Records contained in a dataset
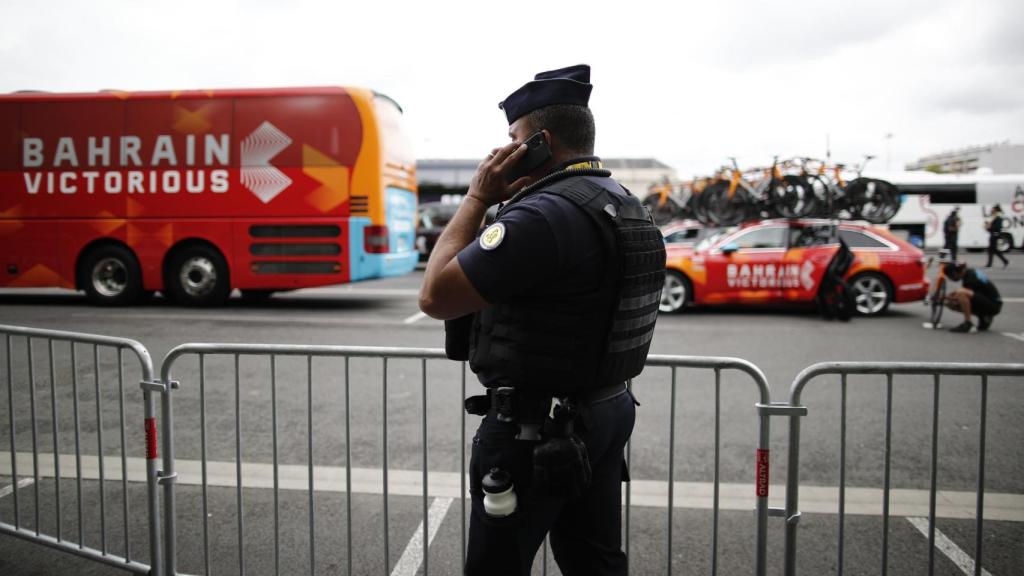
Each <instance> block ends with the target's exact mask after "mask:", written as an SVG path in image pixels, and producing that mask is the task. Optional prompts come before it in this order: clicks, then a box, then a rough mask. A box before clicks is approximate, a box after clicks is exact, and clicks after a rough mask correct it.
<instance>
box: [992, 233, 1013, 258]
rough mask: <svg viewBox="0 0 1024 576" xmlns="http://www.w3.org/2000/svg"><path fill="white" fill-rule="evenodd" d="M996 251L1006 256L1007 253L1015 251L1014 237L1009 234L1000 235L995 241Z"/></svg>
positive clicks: (1002, 233)
mask: <svg viewBox="0 0 1024 576" xmlns="http://www.w3.org/2000/svg"><path fill="white" fill-rule="evenodd" d="M995 249H996V250H997V251H998V252H999V253H1000V254H1006V253H1007V252H1009V251H1011V250H1013V249H1014V237H1013V236H1011V235H1010V234H1009V233H1006V232H1004V233H999V236H998V238H996V239H995Z"/></svg>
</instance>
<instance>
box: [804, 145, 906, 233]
mask: <svg viewBox="0 0 1024 576" xmlns="http://www.w3.org/2000/svg"><path fill="white" fill-rule="evenodd" d="M873 158H874V157H873V156H871V155H865V156H864V161H863V162H861V163H860V164H859V165H855V166H852V167H851V166H848V165H846V164H843V163H831V162H829V161H825V160H816V159H813V158H802V159H801V160H800V167H801V174H802V176H803V177H804V178H805V179H806V180H807V181H808V183H809V186H810V187H811V189H812V190H813V192H814V196H815V197H816V199H817V202H816V208H817V209H816V210H815V212H814V214H813V215H815V216H819V217H825V218H841V219H852V220H867V221H868V222H871V223H876V224H880V223H885V222H888V221H889V220H891V219H892V218H893V216H895V215H896V212H897V211H898V210H899V206H900V202H899V195H898V194H897V191H896V187H894V186H893V184H892V183H890V182H888V181H886V180H882V179H879V178H869V177H865V176H863V175H862V174H863V171H864V168H865V167H866V166H867V163H868V162H870V161H871V160H872V159H873ZM850 171H853V172H854V173H855V174H856V175H855V176H854V177H853V178H850V179H847V177H846V173H847V172H850Z"/></svg>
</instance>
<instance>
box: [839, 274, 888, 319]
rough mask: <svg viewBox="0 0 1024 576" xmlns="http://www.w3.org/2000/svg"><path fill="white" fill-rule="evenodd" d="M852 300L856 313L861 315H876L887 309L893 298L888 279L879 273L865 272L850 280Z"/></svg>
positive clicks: (858, 274) (861, 315) (886, 309)
mask: <svg viewBox="0 0 1024 576" xmlns="http://www.w3.org/2000/svg"><path fill="white" fill-rule="evenodd" d="M850 289H851V290H852V291H853V300H854V302H856V305H857V314H859V315H861V316H877V315H880V314H882V313H884V312H886V311H887V310H889V302H891V301H892V299H893V295H892V294H893V293H892V288H890V287H889V280H888V279H886V277H884V276H882V275H881V274H876V273H873V272H865V273H863V274H858V275H857V276H855V277H853V279H851V280H850Z"/></svg>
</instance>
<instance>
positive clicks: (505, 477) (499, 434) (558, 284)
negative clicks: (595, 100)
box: [420, 65, 665, 576]
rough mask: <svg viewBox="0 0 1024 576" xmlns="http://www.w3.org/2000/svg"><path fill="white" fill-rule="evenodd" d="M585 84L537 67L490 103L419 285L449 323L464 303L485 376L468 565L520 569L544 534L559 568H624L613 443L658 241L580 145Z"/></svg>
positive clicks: (660, 259)
mask: <svg viewBox="0 0 1024 576" xmlns="http://www.w3.org/2000/svg"><path fill="white" fill-rule="evenodd" d="M591 88H592V86H591V84H590V67H588V66H585V65H581V66H574V67H569V68H565V69H561V70H555V71H551V72H544V73H541V74H538V75H537V77H536V78H535V80H534V81H531V82H528V83H526V84H525V85H523V86H522V87H521V88H519V89H518V90H516V91H514V92H512V93H511V94H510V95H509V96H508V97H506V98H505V100H504V101H503V102H501V105H499V106H500V107H501V108H502V109H503V110H504V111H505V114H506V117H507V120H508V122H509V137H510V138H511V139H512V142H511V143H509V145H507V146H504V147H501V148H496V149H495V150H494V151H492V153H490V154H489V155H488V156H487V157H486V159H484V160H483V161H482V162H481V163H480V165H479V166H478V167H477V171H476V173H475V174H474V175H473V178H472V180H471V181H470V186H469V191H468V192H467V194H466V198H465V200H463V202H462V204H461V205H460V207H459V211H458V212H457V213H456V215H455V217H453V218H452V220H451V221H450V222H449V224H447V227H446V228H445V229H444V232H443V233H442V234H441V236H440V238H439V239H438V240H437V244H436V245H435V246H434V250H433V252H432V254H431V256H430V260H429V261H428V262H427V270H426V272H425V274H424V279H423V285H422V287H421V289H420V307H421V310H423V312H425V313H426V314H428V315H429V316H431V317H433V318H437V319H441V320H445V321H446V322H445V329H446V330H447V329H449V327H450V326H451V327H452V328H453V330H452V331H451V332H450V335H451V334H454V333H457V332H459V331H457V330H455V329H454V328H455V326H456V323H459V322H462V321H461V320H457V319H460V318H465V317H466V315H472V320H471V321H470V322H471V327H470V328H469V329H468V330H467V332H468V333H469V338H468V342H466V344H465V347H466V348H467V349H468V353H466V354H465V356H464V357H463V359H466V360H468V361H469V364H470V367H471V368H472V369H473V371H474V372H475V373H476V375H477V377H478V378H479V380H480V383H481V384H483V386H484V387H485V388H486V395H485V396H477V397H472V398H470V399H467V404H466V409H467V411H468V412H470V413H471V414H476V415H482V416H484V417H483V419H482V421H481V422H480V425H479V428H478V429H477V433H476V436H475V438H474V439H473V450H472V456H471V459H470V470H469V477H470V494H471V496H472V513H471V516H470V530H469V542H468V551H467V558H466V573H467V574H486V575H516V576H518V575H526V574H529V573H530V566H531V565H532V560H534V557H535V556H536V554H537V550H538V549H539V548H540V546H541V544H542V543H543V542H544V537H545V535H547V534H548V533H549V531H550V534H551V547H552V550H553V552H554V557H555V560H556V562H557V563H558V565H559V567H560V569H561V572H562V574H565V575H566V576H574V575H588V576H590V575H604V574H608V575H612V574H613V575H625V574H626V571H627V562H626V556H625V553H624V552H623V550H622V542H621V538H622V536H621V533H622V525H621V515H622V502H621V494H622V483H623V482H624V481H627V480H628V472H627V470H626V465H625V461H624V458H623V449H624V447H625V445H626V443H627V442H628V440H629V438H630V435H631V434H632V430H633V423H634V419H635V417H636V416H635V414H636V413H635V406H634V399H633V396H632V394H631V393H630V392H629V390H628V388H627V387H626V385H625V381H626V380H627V379H628V378H631V377H632V376H633V375H636V374H638V373H639V371H640V369H642V367H643V363H644V361H645V359H646V355H647V351H648V348H649V345H650V339H651V337H652V335H653V330H654V322H655V320H656V317H657V307H658V302H659V295H660V292H662V288H663V286H664V282H665V243H664V240H663V239H662V237H660V233H659V232H658V230H657V228H656V227H654V225H653V223H652V222H651V221H650V217H649V214H648V213H647V212H646V210H645V209H644V208H643V206H642V205H641V204H640V202H639V200H638V199H637V198H636V197H634V196H633V195H631V194H630V193H629V191H627V190H626V189H624V188H623V187H622V186H620V184H618V183H617V182H616V181H615V180H613V179H612V178H611V177H610V172H608V171H607V170H604V169H602V168H601V162H600V159H599V158H597V157H596V156H594V134H595V129H594V119H593V115H592V114H591V111H590V109H589V108H588V106H587V105H588V100H589V98H590V92H591ZM526 142H530V143H529V145H528V146H527V143H526ZM523 172H524V175H523ZM510 182H511V183H510ZM499 203H504V206H503V207H502V208H501V209H500V210H499V212H498V216H497V218H496V220H495V222H494V223H492V224H490V225H488V227H487V228H486V229H485V230H484V231H483V232H482V233H480V234H479V236H478V235H477V233H478V231H479V229H480V225H481V222H482V221H483V215H484V211H485V210H486V209H487V208H488V207H490V206H493V205H496V204H499ZM451 321H456V323H452V324H450V322H451ZM453 339H456V340H461V337H453ZM445 347H449V346H447V343H446V346H445ZM453 348H458V349H459V351H460V352H459V353H458V354H456V353H453V352H452V349H453ZM462 348H463V346H462V345H457V346H453V347H450V348H449V351H450V352H449V355H450V357H452V358H459V356H461V355H462V354H463V352H462Z"/></svg>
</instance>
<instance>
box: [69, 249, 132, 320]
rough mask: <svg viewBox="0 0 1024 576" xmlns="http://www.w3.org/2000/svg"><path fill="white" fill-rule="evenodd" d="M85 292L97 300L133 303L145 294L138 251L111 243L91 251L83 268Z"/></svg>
mask: <svg viewBox="0 0 1024 576" xmlns="http://www.w3.org/2000/svg"><path fill="white" fill-rule="evenodd" d="M80 274H81V275H82V276H81V279H82V282H81V284H80V285H81V286H82V287H83V288H85V293H86V295H87V296H88V297H89V300H90V301H92V303H94V304H100V305H114V306H120V305H125V304H130V303H132V302H134V301H135V300H137V299H138V297H139V296H140V295H141V294H142V271H141V269H140V268H139V265H138V260H137V259H135V254H133V253H132V251H131V250H129V249H128V248H126V247H124V246H120V245H116V244H112V245H109V246H100V247H98V248H95V249H94V250H92V251H90V252H89V253H88V254H87V255H86V256H85V258H84V259H83V260H82V268H81V269H80Z"/></svg>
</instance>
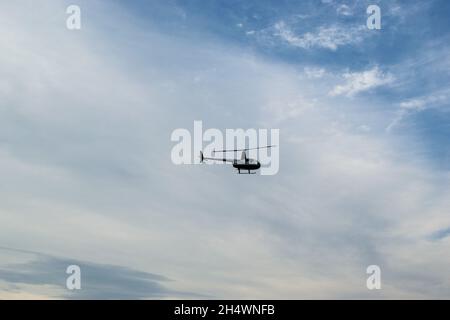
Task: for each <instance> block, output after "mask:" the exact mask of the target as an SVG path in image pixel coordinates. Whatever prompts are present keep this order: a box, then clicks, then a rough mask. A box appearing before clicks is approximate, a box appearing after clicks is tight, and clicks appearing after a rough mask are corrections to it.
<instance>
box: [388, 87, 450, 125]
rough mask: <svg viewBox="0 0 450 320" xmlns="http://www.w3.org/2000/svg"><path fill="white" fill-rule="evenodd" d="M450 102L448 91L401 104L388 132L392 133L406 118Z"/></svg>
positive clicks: (392, 120)
mask: <svg viewBox="0 0 450 320" xmlns="http://www.w3.org/2000/svg"><path fill="white" fill-rule="evenodd" d="M449 100H450V92H449V90H448V89H445V90H440V91H436V92H433V93H432V94H429V95H425V96H421V97H416V98H413V99H409V100H406V101H403V102H400V104H399V105H398V106H399V110H397V112H396V115H395V117H394V119H393V120H392V121H391V122H390V123H389V125H388V126H387V127H386V131H387V132H390V131H391V130H392V129H393V128H395V127H396V126H397V125H398V124H399V123H401V122H402V121H403V120H404V119H405V118H406V117H408V116H409V115H411V114H414V113H415V112H420V111H423V110H426V109H429V108H434V107H436V106H439V105H440V104H442V103H445V102H448V101H449Z"/></svg>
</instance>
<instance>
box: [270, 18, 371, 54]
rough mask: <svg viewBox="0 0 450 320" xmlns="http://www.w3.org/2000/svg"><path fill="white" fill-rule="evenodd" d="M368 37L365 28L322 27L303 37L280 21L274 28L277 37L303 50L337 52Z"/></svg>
mask: <svg viewBox="0 0 450 320" xmlns="http://www.w3.org/2000/svg"><path fill="white" fill-rule="evenodd" d="M368 35H369V33H368V32H367V30H366V28H365V27H364V26H339V25H334V26H322V27H319V28H318V29H317V30H315V31H314V32H307V33H304V34H301V35H297V34H295V33H294V32H293V31H292V29H291V28H290V27H289V25H288V24H287V23H286V22H284V21H279V22H277V23H276V24H275V26H274V36H275V37H278V38H280V39H281V40H282V41H284V42H286V43H287V44H289V45H291V46H294V47H299V48H303V49H311V48H325V49H329V50H332V51H336V50H337V49H338V48H339V47H341V46H346V45H353V44H357V43H359V42H361V41H362V40H363V39H364V38H365V37H367V36H368Z"/></svg>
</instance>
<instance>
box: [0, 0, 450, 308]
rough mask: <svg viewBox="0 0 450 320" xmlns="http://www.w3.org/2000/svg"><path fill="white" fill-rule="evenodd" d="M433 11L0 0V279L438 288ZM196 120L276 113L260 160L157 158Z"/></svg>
mask: <svg viewBox="0 0 450 320" xmlns="http://www.w3.org/2000/svg"><path fill="white" fill-rule="evenodd" d="M71 4H76V5H78V6H79V7H80V9H81V29H80V30H69V29H67V27H66V19H67V18H68V14H67V13H66V9H67V7H68V6H69V5H71ZM371 4H376V5H378V6H379V7H380V9H381V29H380V30H369V29H368V28H367V26H366V20H367V17H368V15H367V13H366V9H367V7H368V6H369V5H371ZM448 13H450V3H449V2H448V1H445V0H440V1H439V0H430V1H398V0H392V1H375V0H373V1H337V0H322V1H320V0H315V1H312V0H310V1H308V0H306V1H268V0H259V1H256V0H255V1H234V0H233V1H230V0H228V1H225V0H223V1H213V0H211V1H200V0H197V1H194V0H185V1H181V0H180V1H176V0H169V1H156V0H151V1H137V0H136V1H122V0H108V1H107V0H102V1H100V0H94V1H92V0H90V1H87V0H85V1H81V0H76V1H70V2H69V1H56V0H48V1H45V2H43V1H36V0H20V1H0V97H1V99H0V177H1V179H0V298H2V299H18V298H25V299H115V298H123V299H174V298H175V299H197V298H201V299H227V298H228V299H449V298H450V274H449V273H448V270H450V256H449V255H448V252H449V250H450V186H449V182H450V140H449V139H448V137H449V135H450V103H449V101H450V89H449V88H450V58H449V57H450V45H449V43H450V41H449V40H450V20H449V19H448ZM195 120H201V121H203V127H204V128H205V129H206V128H218V129H220V130H225V129H227V128H230V129H234V128H244V129H246V128H264V129H271V128H272V129H279V130H280V141H279V154H280V168H279V171H278V173H277V174H276V175H272V176H263V175H237V174H236V173H235V172H234V170H233V169H232V168H231V167H228V166H214V165H212V166H205V165H175V164H173V163H172V161H171V150H172V148H173V147H174V145H175V144H174V142H173V141H171V139H170V137H171V133H172V132H173V131H174V130H176V129H178V128H186V129H188V130H190V131H192V130H193V125H194V121H195ZM71 264H76V265H78V266H80V268H81V270H82V278H81V283H82V288H81V290H68V289H67V288H66V286H65V284H66V278H67V276H68V275H67V274H66V267H67V266H68V265H71ZM369 265H378V266H379V267H380V269H381V281H382V287H381V289H380V290H368V288H367V287H366V280H367V277H368V274H367V273H366V268H367V267H368V266H369Z"/></svg>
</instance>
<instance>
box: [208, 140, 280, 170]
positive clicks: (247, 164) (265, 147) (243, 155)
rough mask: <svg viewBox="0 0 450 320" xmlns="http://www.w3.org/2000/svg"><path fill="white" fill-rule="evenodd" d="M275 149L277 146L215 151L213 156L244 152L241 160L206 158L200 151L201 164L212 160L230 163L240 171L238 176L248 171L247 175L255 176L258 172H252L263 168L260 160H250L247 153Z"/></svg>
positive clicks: (213, 153)
mask: <svg viewBox="0 0 450 320" xmlns="http://www.w3.org/2000/svg"><path fill="white" fill-rule="evenodd" d="M273 147H276V146H275V145H271V146H265V147H257V148H246V149H234V150H213V154H215V153H216V152H218V153H227V152H238V151H242V153H241V159H229V158H212V157H205V156H204V155H203V152H202V151H200V163H203V162H204V161H205V160H206V161H208V160H210V161H222V162H229V163H232V164H233V167H234V168H236V169H238V174H241V170H243V171H248V173H245V174H255V173H256V172H252V170H255V171H256V170H258V169H259V168H261V163H259V161H258V160H255V159H250V158H248V157H247V153H246V151H248V150H258V149H266V148H273Z"/></svg>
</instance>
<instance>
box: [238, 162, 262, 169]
mask: <svg viewBox="0 0 450 320" xmlns="http://www.w3.org/2000/svg"><path fill="white" fill-rule="evenodd" d="M233 167H234V168H236V169H238V170H258V169H259V168H260V167H261V164H260V163H259V161H255V160H253V161H235V162H233Z"/></svg>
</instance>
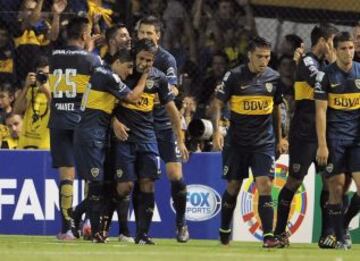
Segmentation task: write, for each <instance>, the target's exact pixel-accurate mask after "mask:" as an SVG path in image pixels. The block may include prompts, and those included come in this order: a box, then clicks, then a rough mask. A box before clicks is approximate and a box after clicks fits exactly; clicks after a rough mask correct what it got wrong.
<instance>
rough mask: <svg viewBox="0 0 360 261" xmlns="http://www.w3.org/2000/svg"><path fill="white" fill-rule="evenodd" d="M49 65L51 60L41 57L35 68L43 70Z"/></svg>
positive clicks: (45, 56) (39, 58) (38, 58)
mask: <svg viewBox="0 0 360 261" xmlns="http://www.w3.org/2000/svg"><path fill="white" fill-rule="evenodd" d="M48 65H49V59H48V58H47V57H46V56H43V55H42V56H40V57H39V58H38V60H37V62H36V64H35V68H43V67H45V66H48Z"/></svg>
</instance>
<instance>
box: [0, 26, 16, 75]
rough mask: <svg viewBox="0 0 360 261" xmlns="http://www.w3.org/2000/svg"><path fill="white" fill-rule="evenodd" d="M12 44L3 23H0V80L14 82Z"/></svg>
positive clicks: (5, 26) (12, 43) (13, 46)
mask: <svg viewBox="0 0 360 261" xmlns="http://www.w3.org/2000/svg"><path fill="white" fill-rule="evenodd" d="M14 69H15V68H14V46H13V42H12V40H11V37H10V35H9V31H8V28H7V27H6V25H5V24H0V82H14V80H15V74H14V72H15V70H14Z"/></svg>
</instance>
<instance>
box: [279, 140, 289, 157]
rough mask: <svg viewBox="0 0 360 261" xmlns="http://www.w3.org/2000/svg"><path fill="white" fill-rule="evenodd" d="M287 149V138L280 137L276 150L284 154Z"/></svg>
mask: <svg viewBox="0 0 360 261" xmlns="http://www.w3.org/2000/svg"><path fill="white" fill-rule="evenodd" d="M288 149H289V142H288V141H287V139H284V138H281V139H280V140H279V142H278V144H277V150H278V152H279V153H280V154H284V153H286V152H287V151H288Z"/></svg>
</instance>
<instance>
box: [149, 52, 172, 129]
mask: <svg viewBox="0 0 360 261" xmlns="http://www.w3.org/2000/svg"><path fill="white" fill-rule="evenodd" d="M154 67H155V68H157V69H159V70H160V71H162V72H163V73H164V74H165V75H166V78H167V80H168V83H169V84H170V85H177V84H178V82H177V66H176V60H175V58H174V56H173V55H172V54H170V53H169V52H168V51H166V50H165V49H163V48H162V47H159V50H158V52H157V53H156V56H155V61H154ZM154 122H155V130H166V129H171V123H170V119H169V117H168V115H167V113H166V110H165V108H164V106H161V105H160V104H157V105H156V106H155V108H154Z"/></svg>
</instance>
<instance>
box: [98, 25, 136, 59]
mask: <svg viewBox="0 0 360 261" xmlns="http://www.w3.org/2000/svg"><path fill="white" fill-rule="evenodd" d="M105 39H106V44H107V52H106V53H105V55H104V57H103V59H104V61H105V62H108V59H109V58H110V56H112V55H114V54H115V53H116V52H118V51H119V50H121V49H124V48H125V49H128V50H130V49H131V37H130V34H129V31H128V30H127V28H126V26H125V25H124V24H116V25H113V26H112V27H110V28H108V29H107V30H106V32H105Z"/></svg>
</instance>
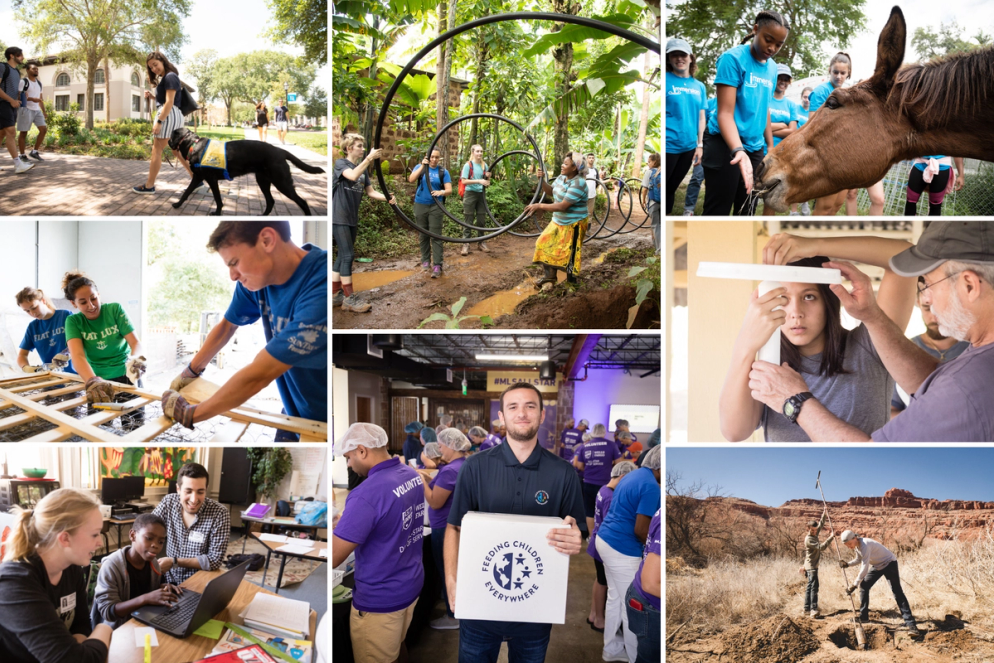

Work required
Your task is to find every line above containing the word "come" and copy it.

The answer
Each <instance> block ends with the target's exact mask after "mask:", written as an SVG path in image pixels, and producing that mask is the task. Optional prompts come before it in this order: clicks, then a box, then a rough mask. A box before clicks is approximate, a box after clicks is exact, and clicks after a rough mask correct it.
Segmentation task: write, for each <instance>, the target's exact pixel-accurate mask after "mask:" as an SVG path in image pixels. The block may include prompts, and those included come in this order: a box, then clicks, then a rough mask. A box before clicks is approximate and a box after clicks fits exactly; clicks after a rough mask correct what it got wrong.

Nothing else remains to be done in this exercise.